** BEGIN Provided information **
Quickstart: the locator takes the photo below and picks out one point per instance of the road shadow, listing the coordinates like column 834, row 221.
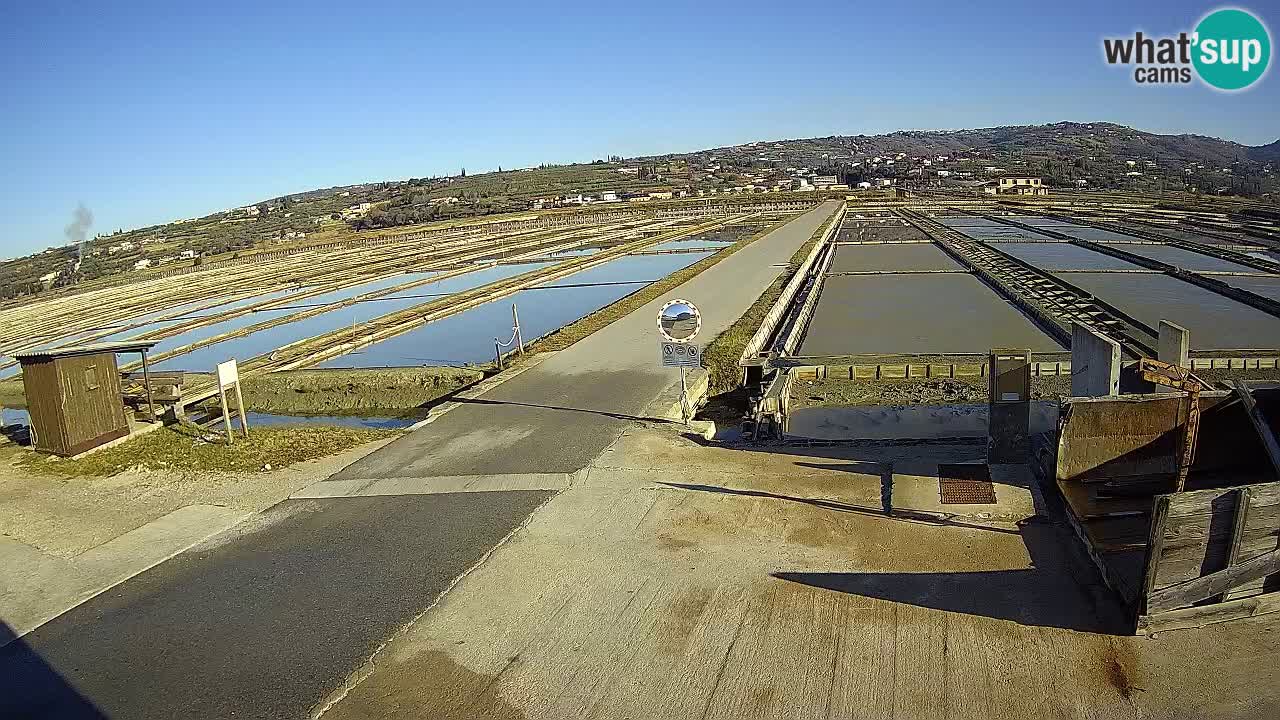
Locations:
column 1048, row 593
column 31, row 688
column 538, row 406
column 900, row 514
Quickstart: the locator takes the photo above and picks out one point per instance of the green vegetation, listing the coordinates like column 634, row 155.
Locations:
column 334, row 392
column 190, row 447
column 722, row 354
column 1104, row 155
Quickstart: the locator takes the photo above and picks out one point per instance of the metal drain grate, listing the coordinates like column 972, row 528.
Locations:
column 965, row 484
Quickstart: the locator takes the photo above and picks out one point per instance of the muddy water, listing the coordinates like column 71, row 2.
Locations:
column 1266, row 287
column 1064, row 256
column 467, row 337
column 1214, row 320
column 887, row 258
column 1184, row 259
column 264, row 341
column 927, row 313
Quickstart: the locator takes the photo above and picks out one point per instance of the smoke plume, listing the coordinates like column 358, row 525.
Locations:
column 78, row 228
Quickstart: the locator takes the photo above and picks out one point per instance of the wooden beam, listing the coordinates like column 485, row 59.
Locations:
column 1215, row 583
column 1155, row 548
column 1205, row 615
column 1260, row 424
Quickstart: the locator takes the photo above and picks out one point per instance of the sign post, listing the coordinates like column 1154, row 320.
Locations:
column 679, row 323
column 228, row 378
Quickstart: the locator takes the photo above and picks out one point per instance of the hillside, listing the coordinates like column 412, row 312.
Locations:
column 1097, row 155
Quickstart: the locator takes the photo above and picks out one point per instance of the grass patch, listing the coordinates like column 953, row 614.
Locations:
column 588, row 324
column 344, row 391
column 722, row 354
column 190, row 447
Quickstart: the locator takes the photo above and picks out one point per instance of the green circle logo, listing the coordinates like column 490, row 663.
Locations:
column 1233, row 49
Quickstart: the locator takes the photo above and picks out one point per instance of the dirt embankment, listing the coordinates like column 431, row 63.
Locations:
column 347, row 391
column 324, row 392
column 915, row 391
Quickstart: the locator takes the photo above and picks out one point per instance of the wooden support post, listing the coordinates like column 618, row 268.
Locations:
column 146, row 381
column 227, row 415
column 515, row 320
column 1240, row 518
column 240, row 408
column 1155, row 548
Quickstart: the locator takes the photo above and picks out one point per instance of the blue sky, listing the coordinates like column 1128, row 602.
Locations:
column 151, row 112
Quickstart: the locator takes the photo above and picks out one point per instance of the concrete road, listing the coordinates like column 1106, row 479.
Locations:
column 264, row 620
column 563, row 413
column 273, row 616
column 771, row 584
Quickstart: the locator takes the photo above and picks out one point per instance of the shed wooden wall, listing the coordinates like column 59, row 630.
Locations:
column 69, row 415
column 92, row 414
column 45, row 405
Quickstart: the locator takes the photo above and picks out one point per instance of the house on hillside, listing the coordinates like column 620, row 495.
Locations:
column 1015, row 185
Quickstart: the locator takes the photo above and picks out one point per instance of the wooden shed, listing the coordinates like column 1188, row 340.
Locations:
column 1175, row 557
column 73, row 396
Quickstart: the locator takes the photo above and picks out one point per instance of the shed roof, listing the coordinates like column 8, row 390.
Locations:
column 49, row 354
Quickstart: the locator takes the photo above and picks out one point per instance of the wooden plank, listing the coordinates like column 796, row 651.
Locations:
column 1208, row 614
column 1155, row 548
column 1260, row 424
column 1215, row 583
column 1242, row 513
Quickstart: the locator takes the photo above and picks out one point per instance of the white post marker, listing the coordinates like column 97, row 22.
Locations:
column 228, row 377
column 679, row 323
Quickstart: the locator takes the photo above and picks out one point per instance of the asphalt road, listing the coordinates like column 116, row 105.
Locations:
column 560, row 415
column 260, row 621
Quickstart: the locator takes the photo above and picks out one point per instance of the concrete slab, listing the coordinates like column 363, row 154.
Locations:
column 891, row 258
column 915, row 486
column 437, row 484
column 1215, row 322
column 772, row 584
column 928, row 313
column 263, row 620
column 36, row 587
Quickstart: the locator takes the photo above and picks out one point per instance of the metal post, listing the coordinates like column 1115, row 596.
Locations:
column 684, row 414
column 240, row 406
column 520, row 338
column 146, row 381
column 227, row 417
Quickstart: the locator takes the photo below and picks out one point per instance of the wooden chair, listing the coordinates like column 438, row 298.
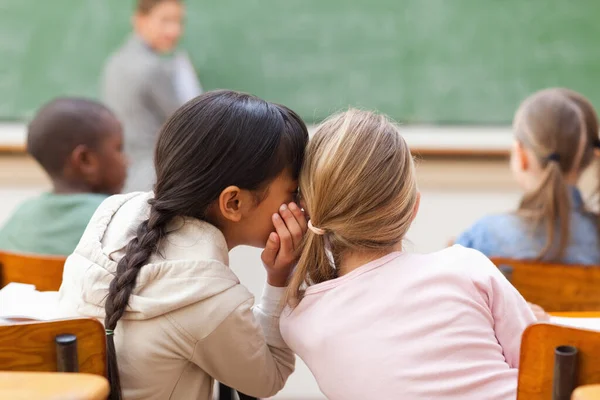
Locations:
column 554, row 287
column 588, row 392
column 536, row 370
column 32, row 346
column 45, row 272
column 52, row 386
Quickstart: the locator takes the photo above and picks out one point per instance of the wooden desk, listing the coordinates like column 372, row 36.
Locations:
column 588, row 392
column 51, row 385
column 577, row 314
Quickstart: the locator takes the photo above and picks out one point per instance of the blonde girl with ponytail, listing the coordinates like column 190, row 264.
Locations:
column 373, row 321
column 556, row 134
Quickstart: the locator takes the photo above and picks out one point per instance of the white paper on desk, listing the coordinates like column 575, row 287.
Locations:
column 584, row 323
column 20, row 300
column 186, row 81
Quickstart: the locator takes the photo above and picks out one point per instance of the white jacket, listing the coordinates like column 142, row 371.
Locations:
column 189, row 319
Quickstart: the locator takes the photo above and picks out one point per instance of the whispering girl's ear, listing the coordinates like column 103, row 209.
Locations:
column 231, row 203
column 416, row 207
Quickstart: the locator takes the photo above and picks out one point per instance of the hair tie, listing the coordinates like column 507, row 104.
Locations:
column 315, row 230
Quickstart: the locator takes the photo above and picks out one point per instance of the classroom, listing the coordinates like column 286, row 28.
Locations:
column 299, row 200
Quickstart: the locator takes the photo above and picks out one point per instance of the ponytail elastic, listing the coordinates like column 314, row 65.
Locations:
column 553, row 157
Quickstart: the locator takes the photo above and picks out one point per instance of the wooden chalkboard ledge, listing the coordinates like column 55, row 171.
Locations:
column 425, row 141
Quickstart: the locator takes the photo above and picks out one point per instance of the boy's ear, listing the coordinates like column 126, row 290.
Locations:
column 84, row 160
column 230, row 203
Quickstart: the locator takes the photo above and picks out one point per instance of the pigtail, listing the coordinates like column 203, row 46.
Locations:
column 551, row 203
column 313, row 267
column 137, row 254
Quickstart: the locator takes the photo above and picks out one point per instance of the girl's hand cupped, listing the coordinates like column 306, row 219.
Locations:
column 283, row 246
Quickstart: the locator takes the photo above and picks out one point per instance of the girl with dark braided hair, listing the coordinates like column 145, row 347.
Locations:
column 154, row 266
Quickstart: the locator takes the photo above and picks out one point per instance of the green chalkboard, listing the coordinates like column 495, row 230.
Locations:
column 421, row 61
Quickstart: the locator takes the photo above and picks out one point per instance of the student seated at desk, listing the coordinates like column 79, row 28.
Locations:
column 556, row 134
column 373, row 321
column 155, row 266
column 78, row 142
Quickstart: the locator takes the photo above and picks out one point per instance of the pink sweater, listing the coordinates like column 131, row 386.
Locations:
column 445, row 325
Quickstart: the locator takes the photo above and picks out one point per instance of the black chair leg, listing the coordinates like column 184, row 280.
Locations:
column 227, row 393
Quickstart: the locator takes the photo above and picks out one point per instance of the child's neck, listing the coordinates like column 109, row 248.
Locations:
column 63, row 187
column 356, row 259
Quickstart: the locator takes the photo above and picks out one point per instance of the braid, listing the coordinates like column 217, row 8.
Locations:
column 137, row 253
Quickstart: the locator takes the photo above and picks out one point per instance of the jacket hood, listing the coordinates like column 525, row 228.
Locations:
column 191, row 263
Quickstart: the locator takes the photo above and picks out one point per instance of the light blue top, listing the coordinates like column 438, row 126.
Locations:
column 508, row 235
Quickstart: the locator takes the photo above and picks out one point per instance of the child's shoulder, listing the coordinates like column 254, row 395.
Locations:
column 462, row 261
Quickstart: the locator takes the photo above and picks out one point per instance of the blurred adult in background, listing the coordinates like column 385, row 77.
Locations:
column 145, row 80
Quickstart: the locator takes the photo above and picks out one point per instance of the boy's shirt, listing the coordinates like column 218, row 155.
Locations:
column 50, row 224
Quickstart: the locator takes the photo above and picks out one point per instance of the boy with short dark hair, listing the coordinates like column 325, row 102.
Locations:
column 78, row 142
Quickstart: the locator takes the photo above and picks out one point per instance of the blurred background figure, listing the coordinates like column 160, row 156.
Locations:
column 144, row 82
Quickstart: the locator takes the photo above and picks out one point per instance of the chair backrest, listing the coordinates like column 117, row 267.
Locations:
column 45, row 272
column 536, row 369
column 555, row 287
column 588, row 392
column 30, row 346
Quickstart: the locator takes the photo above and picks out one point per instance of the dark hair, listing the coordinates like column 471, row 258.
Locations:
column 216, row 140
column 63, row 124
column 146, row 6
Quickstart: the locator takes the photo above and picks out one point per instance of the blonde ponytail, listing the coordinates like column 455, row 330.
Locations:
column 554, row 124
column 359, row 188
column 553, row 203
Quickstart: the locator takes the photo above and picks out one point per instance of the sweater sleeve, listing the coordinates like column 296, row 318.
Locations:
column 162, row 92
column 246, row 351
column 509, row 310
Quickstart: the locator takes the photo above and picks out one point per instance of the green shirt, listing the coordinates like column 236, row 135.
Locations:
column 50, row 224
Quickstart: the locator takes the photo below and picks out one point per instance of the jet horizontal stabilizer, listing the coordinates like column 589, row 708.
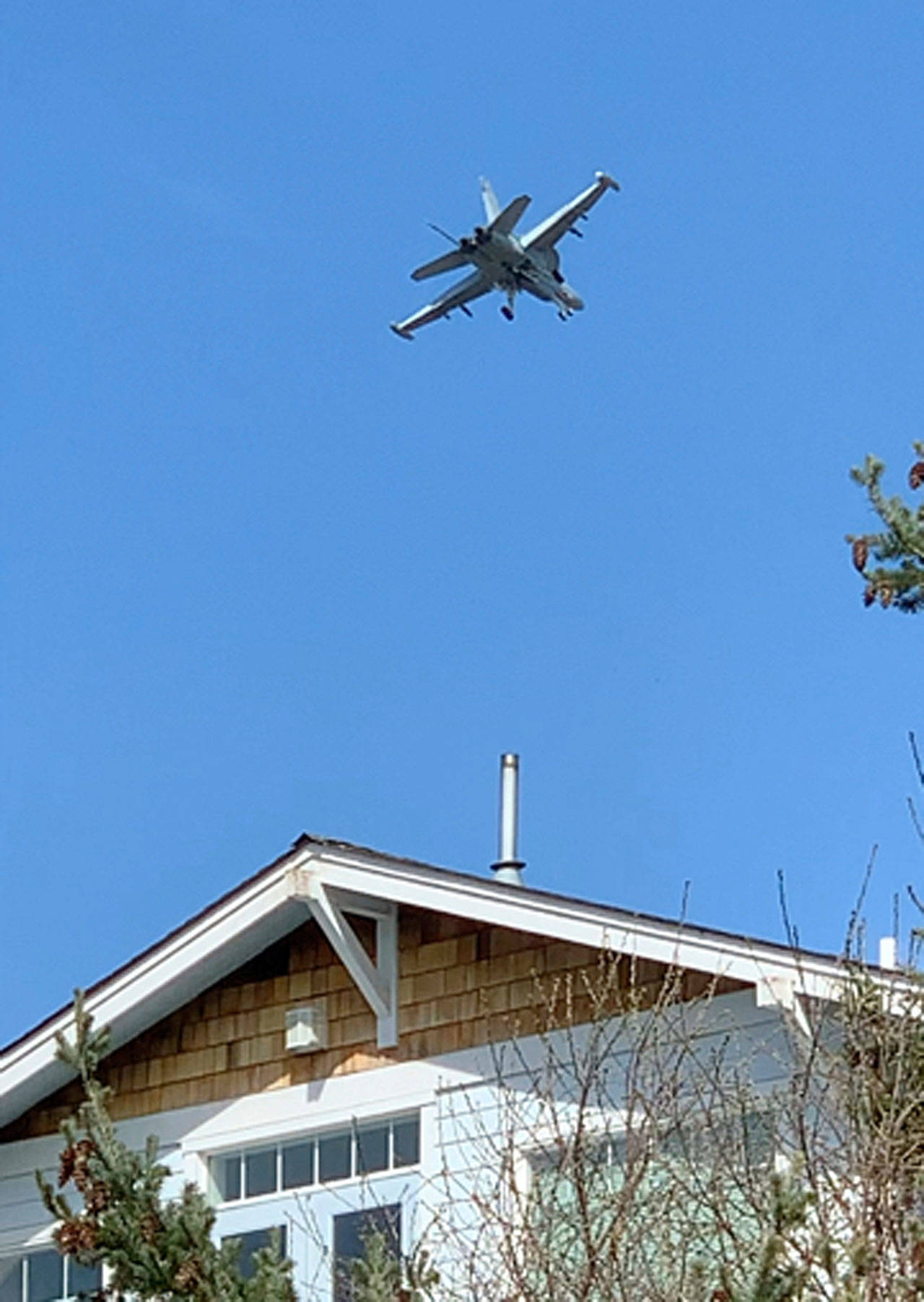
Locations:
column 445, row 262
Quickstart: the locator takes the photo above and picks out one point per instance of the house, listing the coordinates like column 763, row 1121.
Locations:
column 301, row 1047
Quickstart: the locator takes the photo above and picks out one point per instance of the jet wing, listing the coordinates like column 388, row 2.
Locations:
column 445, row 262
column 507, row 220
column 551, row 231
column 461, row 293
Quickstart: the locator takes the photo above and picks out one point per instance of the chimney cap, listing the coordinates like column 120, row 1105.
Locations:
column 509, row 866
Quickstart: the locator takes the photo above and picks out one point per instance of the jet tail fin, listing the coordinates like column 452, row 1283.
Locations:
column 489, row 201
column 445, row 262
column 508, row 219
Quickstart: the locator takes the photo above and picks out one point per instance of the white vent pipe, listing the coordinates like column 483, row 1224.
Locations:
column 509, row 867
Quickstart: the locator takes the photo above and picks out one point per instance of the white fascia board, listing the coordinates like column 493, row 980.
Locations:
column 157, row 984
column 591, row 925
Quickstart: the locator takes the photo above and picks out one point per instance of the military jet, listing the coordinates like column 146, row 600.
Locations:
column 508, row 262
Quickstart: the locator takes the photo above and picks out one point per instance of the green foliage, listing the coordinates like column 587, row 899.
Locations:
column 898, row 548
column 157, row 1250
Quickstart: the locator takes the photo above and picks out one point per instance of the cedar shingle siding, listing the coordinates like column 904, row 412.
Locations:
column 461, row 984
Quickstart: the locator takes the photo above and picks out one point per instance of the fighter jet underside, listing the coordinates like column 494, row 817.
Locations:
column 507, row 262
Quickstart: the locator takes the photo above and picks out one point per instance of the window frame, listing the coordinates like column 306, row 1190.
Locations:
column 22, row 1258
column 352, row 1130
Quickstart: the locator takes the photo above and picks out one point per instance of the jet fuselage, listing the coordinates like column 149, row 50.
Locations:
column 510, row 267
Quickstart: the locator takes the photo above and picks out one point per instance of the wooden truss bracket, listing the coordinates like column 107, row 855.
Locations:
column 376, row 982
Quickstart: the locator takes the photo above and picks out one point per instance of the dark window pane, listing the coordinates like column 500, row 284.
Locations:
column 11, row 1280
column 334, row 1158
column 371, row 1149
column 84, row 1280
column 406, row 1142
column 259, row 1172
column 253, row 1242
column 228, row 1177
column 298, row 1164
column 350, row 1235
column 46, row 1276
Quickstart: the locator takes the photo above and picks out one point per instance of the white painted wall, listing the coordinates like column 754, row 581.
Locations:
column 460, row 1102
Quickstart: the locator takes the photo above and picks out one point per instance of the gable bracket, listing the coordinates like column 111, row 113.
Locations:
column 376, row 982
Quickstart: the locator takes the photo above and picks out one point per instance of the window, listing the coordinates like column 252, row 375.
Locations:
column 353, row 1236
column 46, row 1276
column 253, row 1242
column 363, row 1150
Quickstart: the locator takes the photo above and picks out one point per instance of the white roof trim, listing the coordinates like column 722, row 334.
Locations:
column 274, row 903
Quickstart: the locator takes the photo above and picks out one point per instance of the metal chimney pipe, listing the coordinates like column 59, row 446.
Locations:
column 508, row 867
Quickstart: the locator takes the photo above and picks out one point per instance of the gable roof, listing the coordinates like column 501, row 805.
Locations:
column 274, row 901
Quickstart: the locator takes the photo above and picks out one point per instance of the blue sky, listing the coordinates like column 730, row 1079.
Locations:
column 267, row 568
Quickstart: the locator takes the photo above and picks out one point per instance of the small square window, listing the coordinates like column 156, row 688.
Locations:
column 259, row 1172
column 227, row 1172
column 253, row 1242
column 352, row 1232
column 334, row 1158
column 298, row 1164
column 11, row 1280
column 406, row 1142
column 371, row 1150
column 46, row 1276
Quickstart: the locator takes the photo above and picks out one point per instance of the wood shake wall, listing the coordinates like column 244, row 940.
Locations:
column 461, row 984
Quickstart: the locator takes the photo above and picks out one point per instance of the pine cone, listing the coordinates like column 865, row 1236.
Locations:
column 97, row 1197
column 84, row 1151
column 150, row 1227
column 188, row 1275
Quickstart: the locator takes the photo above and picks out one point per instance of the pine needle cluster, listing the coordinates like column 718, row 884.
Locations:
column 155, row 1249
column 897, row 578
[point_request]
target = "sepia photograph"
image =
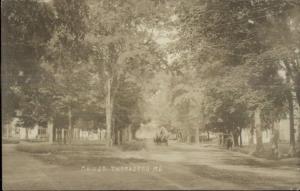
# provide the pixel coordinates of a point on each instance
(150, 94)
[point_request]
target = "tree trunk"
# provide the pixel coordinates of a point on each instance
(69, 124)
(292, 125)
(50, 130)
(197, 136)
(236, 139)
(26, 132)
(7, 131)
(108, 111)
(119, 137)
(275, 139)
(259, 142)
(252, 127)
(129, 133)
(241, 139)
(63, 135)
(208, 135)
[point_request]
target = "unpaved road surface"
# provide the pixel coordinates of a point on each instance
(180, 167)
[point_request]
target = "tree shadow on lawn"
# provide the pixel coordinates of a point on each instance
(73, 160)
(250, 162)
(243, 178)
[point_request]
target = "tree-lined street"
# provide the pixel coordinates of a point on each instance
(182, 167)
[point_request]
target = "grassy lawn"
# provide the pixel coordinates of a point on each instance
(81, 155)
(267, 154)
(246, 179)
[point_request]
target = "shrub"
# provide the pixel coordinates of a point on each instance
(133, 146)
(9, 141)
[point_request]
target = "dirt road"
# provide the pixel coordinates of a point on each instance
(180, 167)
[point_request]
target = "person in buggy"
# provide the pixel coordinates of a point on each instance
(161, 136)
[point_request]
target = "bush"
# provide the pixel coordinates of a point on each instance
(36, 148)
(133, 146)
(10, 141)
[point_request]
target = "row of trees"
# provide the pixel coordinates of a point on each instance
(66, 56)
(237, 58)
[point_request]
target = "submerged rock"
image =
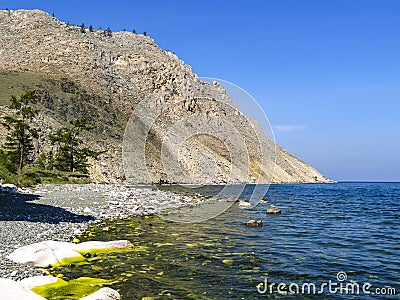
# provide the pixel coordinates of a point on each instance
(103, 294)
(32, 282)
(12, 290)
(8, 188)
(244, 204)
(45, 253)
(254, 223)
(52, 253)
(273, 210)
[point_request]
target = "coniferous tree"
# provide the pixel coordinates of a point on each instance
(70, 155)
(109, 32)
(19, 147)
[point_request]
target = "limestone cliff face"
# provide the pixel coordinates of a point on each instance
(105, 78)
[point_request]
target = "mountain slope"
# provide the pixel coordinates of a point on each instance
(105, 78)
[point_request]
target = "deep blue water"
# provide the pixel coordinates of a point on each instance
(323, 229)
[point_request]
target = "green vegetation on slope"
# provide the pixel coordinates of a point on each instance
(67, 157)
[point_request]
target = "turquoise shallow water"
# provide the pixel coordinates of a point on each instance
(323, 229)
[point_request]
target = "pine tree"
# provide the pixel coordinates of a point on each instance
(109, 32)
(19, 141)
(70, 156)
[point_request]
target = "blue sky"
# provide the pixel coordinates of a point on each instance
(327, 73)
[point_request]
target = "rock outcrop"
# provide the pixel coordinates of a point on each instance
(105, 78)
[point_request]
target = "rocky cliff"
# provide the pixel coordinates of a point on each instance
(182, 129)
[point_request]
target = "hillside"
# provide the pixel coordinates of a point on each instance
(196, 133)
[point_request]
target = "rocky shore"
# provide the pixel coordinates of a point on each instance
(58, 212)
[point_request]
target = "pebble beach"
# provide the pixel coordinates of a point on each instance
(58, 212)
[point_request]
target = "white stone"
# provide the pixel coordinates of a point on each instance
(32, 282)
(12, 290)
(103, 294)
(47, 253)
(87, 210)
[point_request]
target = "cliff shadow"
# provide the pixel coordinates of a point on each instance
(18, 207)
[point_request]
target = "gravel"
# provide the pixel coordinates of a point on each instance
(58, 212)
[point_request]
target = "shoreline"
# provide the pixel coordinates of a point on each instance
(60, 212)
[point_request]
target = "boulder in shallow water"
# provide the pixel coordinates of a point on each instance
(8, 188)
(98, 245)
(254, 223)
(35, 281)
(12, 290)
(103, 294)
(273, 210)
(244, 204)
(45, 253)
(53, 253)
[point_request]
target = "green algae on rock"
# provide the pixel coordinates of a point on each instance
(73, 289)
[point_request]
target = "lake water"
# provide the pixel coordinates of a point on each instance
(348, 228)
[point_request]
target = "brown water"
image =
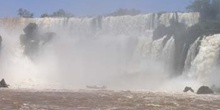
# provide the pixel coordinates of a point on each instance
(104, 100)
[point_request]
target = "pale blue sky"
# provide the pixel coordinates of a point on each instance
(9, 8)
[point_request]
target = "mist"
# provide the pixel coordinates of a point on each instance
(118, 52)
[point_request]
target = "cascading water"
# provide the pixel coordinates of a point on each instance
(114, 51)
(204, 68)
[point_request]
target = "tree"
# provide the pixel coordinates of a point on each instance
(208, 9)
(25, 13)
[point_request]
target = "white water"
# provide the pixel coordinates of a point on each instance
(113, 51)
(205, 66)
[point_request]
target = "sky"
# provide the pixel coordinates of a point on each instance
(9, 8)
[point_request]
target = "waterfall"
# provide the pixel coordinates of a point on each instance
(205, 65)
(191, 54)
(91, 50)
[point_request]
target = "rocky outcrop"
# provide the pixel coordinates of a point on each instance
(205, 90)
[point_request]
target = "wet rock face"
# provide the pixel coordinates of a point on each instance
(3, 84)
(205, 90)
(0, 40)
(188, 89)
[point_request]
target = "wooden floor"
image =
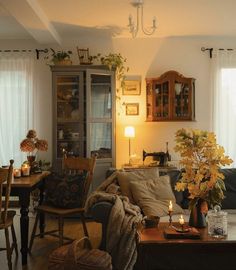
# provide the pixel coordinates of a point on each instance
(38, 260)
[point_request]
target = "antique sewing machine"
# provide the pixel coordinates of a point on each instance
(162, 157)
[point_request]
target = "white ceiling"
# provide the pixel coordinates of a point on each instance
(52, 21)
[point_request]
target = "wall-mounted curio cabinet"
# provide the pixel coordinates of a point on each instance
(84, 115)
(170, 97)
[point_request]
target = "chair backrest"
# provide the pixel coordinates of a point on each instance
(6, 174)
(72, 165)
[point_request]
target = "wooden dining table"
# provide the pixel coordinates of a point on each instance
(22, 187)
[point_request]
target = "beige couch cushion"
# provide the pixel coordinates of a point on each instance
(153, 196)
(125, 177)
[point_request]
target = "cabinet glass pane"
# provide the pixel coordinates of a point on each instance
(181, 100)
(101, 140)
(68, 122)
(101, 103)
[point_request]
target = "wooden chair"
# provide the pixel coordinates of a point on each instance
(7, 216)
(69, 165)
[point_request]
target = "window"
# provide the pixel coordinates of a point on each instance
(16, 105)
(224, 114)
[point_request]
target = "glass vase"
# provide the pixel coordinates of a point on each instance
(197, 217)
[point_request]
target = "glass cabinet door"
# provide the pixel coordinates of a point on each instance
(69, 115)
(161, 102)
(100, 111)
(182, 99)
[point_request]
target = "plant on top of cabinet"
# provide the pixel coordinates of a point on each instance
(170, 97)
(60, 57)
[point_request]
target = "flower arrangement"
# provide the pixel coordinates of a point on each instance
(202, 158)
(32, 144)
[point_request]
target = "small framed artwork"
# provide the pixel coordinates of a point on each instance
** END Provided information **
▶ **Task objective**
Write out the lines of the entries unchanged, beginning at the line that contains "452, row 1283." and stopping after the line that contains "column 508, row 219".

▶ **Written answer**
Quickstart: the locator takes the photo above and picks out one point per instance of the jet tail fin, listing the coordinates like column 452, row 1283.
Locations:
column 489, row 201
column 445, row 262
column 508, row 219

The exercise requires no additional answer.